BEGIN Supplied text

I highly recommend, in general, Grant Sanderson’s ThreeBlueOneBrown YouTube channel for learning about mathematics in a fun visual way. It’s one of the best math channels around.

In particular I recommend his Linear Algebra playlist which introduces linear algebra in fairly short videos with outstanding animations and explanations. I’m deeply indebted to the channel and this series for helping me understand this stuff at a much deeper, more fundamental, level.

There are many other free resources available. Even Wikipedia has a lot, although it’s not always the best resource for beginners. It is pretty great once one gets rolling, though.

Stay transformed, my friends! Go forth and spread beauty and light.

The canonical fool on the hill watching the sunset and the rotation of the planet and thinking what he imagines are large thoughts. View all posts by Wyrd Smythe

#### 13 responses to “QM 101: Linear Transforms”

• Wyrd Smythe

Something that might be getting down in the weeds, but which thoughtful readers might wonder about…

Generally speaking, there is a two-step process in a transformation. The first step is the definition, the second step is the application. I’ve compressed both steps into the application step for simplicity.

END Supplied text
BEGIN Recorded information

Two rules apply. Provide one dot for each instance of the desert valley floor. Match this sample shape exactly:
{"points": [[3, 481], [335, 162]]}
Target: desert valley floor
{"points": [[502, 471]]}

END Recorded information

▶ _Goal of the exercise_: Reproduce the passage of the linear algebra post between "I highly recommend, in" and "more fundamental, level.", inclusive.

▶ _Solution to this problem_:
I highly recommend, in general, Grant Sanderson’s ThreeBlueOneBrown YouTube channel for learning about mathematics in a fun visual way. It’s one of the best math channels around.

In particular I recommend his Linear Algebra playlist which introduces linear algebra in fairly short videos with outstanding animations and explanations. I’m deeply indebted to the channel and this series for helping me understand this stuff at a much deeper, more fundamental, level.